- EXTRACT:

Dear Covid

Dear Covid

By Roman Dial

Dear COVID,

You are simply so random that I don’t know where to start.

Maybe at the beginning in December ‘19 when I got deathly ill after the American Geophysical Union conference in San Francisco with its 25,000 attendees mixing and breathing all that recycled air where it seemed that one in ten conference-goers came from China?

That sickness put me and Peggy in bed for a week.

Or when you spoiled my book release hopes and dreams?

How about when you threatened to crash my field-work plans?

Or forced me to teach online? Which I hoped I’d never have to do over my 30-year career.

Since you came to town, I’ve spent so much time on my butt in front of a computer screen that I got butt-sores (now calluses) and a right eye that can’t see worth a damn.

Yea COVID, you suck.

- Records from a data source:
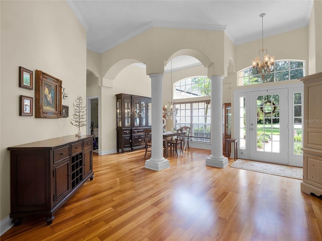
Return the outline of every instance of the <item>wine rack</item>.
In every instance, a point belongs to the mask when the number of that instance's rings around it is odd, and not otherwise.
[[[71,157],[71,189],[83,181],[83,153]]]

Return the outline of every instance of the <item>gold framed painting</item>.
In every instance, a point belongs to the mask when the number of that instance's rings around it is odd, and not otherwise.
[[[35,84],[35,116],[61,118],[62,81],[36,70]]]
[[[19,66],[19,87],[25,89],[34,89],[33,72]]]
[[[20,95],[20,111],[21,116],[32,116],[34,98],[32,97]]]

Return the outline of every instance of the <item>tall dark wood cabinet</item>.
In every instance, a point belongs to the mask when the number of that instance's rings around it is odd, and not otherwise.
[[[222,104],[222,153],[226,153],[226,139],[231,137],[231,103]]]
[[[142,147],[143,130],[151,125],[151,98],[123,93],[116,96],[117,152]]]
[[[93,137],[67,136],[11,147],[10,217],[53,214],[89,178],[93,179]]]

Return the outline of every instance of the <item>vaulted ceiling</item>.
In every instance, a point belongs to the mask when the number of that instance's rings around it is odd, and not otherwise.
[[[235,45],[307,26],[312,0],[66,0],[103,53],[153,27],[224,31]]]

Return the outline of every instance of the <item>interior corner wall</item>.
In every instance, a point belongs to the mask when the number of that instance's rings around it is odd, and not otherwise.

- TO DO:
1. For each statement, answer yes or no according to the letter and quote the words that decide it: (a) the sickness kept the writer and Peggy in bed for a week; (b) the conference took place in Seattle; (c) the writer's butt-sores have since become calluses.
2. According to the letter, how many attendees were at the American Geophysical Union conference?
3. Quote the letter starting at "Or forced me" and ending at "worth a damn.".

- YOUR WRITTEN ANSWERS:
1.
(a) Yes: "That sickness put me and Peggy in bed for a week."
(b) No: "the American Geophysical Union conference in San Francisco"
(c) Yes: "I got butt-sores (now calluses)"

2. 25,000 attendees.

3.
Or forced me to teach online? Which I hoped I’d never have to do over my 30-year career.

Since you came to town, I’ve spent so much time on my butt in front of a computer screen that I got butt-sores (now calluses) and a right eye that can’t see worth a damn.